* [Texte donné]
┄┄┄┄┄┄┄┄┄┄┄┄┄┄┄┄┄┄┄┄

Il se rapproche alors de la pensée de l'ayatollah Ruhollah Khomeini, figure de la communauté chiite d'Iran et critique du shah, Mohammad Reza Pahlavi, le monarque qui dirige le pays. Ali Khamenei prend part à des manifestations contre le dirigeant dès 1963, jusqu'à être arrêté et incarcéré à plusieurs reprises, d'après l'encyclopédie. Il mène au cours des années suivantes plusieurs missions pour l'ayatollah désormais exilé. Il devient alors un allié du futur dirigeant de l'Iran.
"Ali Khamenei ne fait pas partie de l'entourage immédiat, proche de Khomeini. Il va néanmoins rapidement commencer à se rapprocher des cercles les plus concentriques de la Révolution, puis de la République islamique."
Kevan Gafaïti, chercheur en relations internationales spécialiste de l'Iranà franceinfo
Car après quinze ans d'exil, le chef religieux Khomeini revient dans son pays à l'issue d'une Révolution qui pousse le dernier shah d'Iran à l'exil. Ce mouvement de protestation du peuple iranien aboutit, début 1979, à la mise en place d'une République islamique, avec à sa tête Ruhollah Khomeini. Un nouveau régime approuvé par référendum fin mars, et au sein duquel Ali Khamenei prend une place de plus en plus importante.

┄┄┄┄┄┄┄┄┄┄┄┄┄┄┄┄┄┄┄┄

* [Extrait source]
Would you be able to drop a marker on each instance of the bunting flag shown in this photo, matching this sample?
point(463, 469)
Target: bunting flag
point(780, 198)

┄┄┄┄┄┄┄┄┄┄┄┄┄┄┄┄┄┄┄┄

* [Objectif 1] D'après le texte sur Ali Khamenei, qu'est-ce qui pousse le dernier shah d'Iran à l'exil ? Répondez en une à trois phrases.
* [Objectif 2] Résumez le texte sur Ali Khamenei en deux phrases.
* [Objectif 3] Rédigez la suite du texte sur Ali Khamenei en commençant après sa dernière phrase.
Le matériel fourni n'est pas nécessaire pour ce travail.

* [Réponse attendue 1] C'est une Révolution, un mouvement de protestation du peuple iranien, qui pousse le dernier shah d'Iran à l'exil. Ce mouvement aboutit début 1979 à la mise en place d'une République islamique dirigée par Ruhollah Khomeini.

* [Réponse attendue 2] Proche de la pensée de l'ayatollah Khomeini, Ali Khamenei manifeste contre le shah dès 1963, est arrêté et incarcéré à plusieurs reprises, puis mène des missions pour l'ayatollah exilé. Après la Révolution qui instaure début 1979 une République islamique dirigée par Khomeini, il prend une place de plus en plus importante dans ce nouveau régime.

* [Réponse attendue 3]
Une figure des débuts du régime des mollahs
Comme le rappelle Britannica, en 1979 l'Iranien, alors âgé de 40 ans, est nommé membre du conseil révolutionnaire, avant d'être ministre adjoint de la Défense et représentant du guide suprême Khomeini au conseil de la Défense. Ali Khamenei prend également temporairement la tête du corps des Gardiens de la Révolution, l'armée idéologique de la République islamique. Il sera en outre l'un des négociateurs dans la crise des otages à Téhéran, au cours de laquelle des citoyens américains sont retenus pendant 444 jours.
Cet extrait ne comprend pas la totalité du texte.